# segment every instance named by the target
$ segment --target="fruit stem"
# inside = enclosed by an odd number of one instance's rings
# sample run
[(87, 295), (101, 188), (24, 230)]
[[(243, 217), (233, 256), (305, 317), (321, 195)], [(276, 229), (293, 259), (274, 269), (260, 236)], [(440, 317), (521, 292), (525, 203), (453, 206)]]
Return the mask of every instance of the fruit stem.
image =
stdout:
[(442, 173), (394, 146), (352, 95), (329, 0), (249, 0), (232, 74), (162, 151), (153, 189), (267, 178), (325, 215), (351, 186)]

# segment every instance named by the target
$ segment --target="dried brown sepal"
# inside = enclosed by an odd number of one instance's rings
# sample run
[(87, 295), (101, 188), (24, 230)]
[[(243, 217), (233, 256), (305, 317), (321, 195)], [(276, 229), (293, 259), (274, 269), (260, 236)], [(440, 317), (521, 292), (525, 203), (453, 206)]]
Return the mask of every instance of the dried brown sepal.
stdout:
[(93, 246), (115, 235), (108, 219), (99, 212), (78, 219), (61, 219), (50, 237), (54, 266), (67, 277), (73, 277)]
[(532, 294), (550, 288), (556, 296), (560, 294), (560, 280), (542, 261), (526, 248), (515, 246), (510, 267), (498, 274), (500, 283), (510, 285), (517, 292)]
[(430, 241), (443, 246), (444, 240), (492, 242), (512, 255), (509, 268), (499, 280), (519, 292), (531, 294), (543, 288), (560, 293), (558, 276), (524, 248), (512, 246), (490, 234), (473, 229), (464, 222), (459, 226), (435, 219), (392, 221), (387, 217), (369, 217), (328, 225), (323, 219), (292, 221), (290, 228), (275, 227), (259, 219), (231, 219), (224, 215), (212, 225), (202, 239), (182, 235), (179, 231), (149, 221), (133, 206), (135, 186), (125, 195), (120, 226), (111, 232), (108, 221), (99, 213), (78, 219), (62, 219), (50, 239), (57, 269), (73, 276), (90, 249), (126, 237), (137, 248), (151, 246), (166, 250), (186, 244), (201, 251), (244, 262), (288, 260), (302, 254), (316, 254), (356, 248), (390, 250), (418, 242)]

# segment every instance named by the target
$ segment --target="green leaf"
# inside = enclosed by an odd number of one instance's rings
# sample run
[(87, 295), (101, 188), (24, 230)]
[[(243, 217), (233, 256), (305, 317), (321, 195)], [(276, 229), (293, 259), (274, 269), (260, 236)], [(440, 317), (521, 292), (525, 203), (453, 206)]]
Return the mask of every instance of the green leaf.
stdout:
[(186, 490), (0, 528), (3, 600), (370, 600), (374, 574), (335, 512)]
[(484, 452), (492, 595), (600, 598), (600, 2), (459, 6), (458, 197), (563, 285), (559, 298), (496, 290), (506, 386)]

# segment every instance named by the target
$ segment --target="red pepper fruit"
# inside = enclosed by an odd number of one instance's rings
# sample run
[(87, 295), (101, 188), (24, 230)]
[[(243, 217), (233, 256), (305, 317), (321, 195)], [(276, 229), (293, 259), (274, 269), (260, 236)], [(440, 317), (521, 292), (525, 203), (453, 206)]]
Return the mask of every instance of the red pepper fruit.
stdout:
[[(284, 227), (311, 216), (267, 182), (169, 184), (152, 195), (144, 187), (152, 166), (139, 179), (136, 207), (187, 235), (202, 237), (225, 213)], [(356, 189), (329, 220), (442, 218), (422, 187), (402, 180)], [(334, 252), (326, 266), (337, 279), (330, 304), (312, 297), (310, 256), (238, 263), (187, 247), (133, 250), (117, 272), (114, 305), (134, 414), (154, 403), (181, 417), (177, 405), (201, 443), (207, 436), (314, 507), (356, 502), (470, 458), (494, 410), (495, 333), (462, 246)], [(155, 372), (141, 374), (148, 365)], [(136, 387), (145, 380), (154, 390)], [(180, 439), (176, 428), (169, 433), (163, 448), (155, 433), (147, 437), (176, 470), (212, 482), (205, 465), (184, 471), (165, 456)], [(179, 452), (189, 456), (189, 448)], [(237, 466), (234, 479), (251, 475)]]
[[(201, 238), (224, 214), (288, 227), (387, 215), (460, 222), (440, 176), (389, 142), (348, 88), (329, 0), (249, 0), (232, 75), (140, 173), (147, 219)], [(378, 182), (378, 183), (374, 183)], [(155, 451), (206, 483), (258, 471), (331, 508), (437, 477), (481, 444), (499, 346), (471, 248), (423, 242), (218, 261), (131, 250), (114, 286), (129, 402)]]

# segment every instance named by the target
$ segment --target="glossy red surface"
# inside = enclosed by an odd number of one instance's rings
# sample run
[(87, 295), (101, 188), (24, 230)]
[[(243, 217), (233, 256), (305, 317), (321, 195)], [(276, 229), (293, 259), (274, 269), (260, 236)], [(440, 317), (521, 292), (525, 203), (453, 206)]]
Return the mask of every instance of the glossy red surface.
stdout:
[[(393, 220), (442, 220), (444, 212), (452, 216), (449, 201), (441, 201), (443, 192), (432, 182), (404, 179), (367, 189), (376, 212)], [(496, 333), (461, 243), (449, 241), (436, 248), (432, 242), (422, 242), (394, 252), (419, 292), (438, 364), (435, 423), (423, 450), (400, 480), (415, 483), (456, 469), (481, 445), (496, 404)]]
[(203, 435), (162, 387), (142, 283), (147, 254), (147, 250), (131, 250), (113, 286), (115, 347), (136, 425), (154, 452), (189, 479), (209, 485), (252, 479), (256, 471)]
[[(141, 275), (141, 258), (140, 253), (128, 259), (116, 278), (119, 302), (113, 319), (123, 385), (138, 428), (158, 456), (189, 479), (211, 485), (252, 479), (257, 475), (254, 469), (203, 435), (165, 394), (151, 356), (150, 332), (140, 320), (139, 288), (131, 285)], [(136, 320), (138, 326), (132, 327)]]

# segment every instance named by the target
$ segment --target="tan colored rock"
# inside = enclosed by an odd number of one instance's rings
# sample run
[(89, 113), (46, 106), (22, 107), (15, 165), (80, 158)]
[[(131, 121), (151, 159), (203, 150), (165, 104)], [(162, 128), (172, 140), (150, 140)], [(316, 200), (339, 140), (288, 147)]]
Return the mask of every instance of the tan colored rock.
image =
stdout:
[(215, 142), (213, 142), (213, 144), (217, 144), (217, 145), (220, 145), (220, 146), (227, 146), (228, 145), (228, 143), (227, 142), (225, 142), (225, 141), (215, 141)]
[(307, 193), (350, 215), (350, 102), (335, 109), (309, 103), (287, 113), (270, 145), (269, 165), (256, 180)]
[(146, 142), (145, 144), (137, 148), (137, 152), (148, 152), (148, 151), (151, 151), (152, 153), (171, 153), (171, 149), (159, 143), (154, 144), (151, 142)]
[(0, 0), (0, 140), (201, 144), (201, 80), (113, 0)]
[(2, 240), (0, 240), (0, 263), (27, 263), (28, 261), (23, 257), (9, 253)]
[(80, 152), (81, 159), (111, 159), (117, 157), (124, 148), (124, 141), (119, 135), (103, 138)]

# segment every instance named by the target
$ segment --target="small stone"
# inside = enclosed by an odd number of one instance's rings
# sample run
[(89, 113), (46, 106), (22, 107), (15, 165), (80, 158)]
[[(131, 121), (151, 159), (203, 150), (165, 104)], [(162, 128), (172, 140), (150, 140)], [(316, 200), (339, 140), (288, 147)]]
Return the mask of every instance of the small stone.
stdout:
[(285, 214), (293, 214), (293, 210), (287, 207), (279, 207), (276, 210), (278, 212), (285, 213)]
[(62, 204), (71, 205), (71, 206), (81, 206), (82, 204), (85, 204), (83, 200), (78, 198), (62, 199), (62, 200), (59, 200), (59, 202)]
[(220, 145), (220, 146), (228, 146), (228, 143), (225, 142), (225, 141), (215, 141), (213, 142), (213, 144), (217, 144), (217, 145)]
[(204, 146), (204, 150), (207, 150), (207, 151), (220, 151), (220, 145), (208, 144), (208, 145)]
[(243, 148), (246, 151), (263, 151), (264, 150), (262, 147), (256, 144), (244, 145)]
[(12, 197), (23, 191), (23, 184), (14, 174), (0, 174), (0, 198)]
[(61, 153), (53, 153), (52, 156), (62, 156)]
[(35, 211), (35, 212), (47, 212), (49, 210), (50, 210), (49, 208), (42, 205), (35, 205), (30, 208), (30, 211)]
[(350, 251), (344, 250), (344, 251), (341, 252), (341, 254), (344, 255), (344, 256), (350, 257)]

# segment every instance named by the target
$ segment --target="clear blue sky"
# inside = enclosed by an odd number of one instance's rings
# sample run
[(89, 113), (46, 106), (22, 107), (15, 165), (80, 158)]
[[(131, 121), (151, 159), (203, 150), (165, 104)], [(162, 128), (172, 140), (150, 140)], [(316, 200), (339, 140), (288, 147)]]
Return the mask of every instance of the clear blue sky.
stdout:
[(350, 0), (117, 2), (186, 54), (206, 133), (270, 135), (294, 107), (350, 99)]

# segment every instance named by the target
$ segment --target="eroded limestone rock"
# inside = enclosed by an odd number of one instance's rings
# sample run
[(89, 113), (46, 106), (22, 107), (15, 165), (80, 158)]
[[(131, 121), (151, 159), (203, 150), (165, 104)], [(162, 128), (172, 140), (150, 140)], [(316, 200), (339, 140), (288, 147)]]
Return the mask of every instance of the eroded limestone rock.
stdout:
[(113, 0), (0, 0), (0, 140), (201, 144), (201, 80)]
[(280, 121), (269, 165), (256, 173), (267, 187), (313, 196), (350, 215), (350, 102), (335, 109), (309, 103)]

--------

● What you should do
Lines holding the word "brown" are the answer; copy every one from the records above.

● The answer
$ segment --target="dried brown sepal"
Return the mask of every instance of the dried brown sepal.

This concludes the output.